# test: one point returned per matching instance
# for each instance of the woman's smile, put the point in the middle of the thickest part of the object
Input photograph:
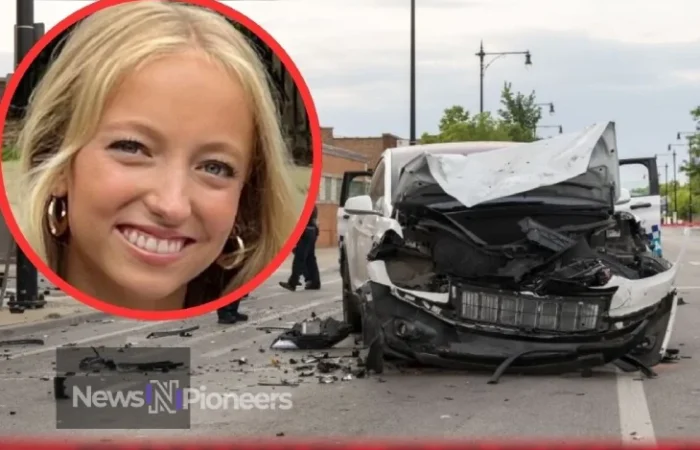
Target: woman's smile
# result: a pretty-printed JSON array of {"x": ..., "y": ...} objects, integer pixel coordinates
[{"x": 155, "y": 247}]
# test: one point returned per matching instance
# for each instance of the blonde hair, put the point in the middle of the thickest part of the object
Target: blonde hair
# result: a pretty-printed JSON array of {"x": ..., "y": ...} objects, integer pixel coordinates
[{"x": 67, "y": 104}]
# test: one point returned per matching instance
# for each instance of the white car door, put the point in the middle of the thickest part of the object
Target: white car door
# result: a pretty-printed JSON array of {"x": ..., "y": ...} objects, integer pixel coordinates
[
  {"x": 361, "y": 233},
  {"x": 641, "y": 177}
]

• Your task:
Rewrite all the items above as a Markdown table with two columns, Row for the row number and Line for the text of each line, leaving out blank lines. Omit the pictures.

• Result below:
| Row | Line |
|---|---|
| 1 | # test: one point returned per matching instance |
| 2 | # for each instance of the woman's smile, put the point in the middle of the thickest part of the object |
| 3 | Input photograph: |
| 4 | Target: woman's smile |
| 5 | # result: a pretty-printed JSON array of {"x": ..., "y": ...} objects, integer pixel coordinates |
| 6 | [{"x": 155, "y": 247}] |
| 7 | # test: one point returned per matching instance |
| 8 | # for each instance of the blonde hair, put the point in the middle of the thickest part of the object |
| 9 | Target: blonde hair |
| 10 | # result: a pretty-printed JSON array of {"x": ..., "y": ...} objects, integer pixel coordinates |
| 11 | [{"x": 67, "y": 104}] |
| 12 | # test: one point returned per matching instance |
| 13 | # for each instance of the white car door, put the point in the middle of the thickest part of the object |
| 14 | Target: white car door |
| 15 | # result: a pretty-printed JSON array of {"x": ..., "y": ...} objects, integer pixel coordinates |
| 16 | [ |
| 17 |   {"x": 361, "y": 233}, |
| 18 |   {"x": 641, "y": 177} |
| 19 | ] |